- _What you have to do_
Every entry below should be printed exactly, without its images.

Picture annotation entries
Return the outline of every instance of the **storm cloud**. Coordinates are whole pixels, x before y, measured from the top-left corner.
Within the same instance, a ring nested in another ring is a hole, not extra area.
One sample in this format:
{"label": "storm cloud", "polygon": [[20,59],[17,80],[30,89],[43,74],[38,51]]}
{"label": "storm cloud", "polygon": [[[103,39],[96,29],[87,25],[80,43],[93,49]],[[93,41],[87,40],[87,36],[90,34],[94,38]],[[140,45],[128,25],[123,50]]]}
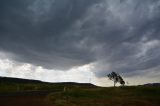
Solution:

- _Output of the exercise_
Return the outline of every instance of the **storm cloud**. Coordinates are whole pixels, x before y, measured from the top-left corner.
Within the same instance, a ring nested in another ring is a hole, not extra area.
One sample in this format:
{"label": "storm cloud", "polygon": [[20,59],[17,80],[30,89],[43,74],[38,51]]}
{"label": "storm cloud", "polygon": [[[103,39],[96,29],[87,25],[80,43],[93,49]],[[93,41],[87,40],[87,36],[90,34],[94,38]],[[140,45],[128,25],[123,50]]]}
Solution:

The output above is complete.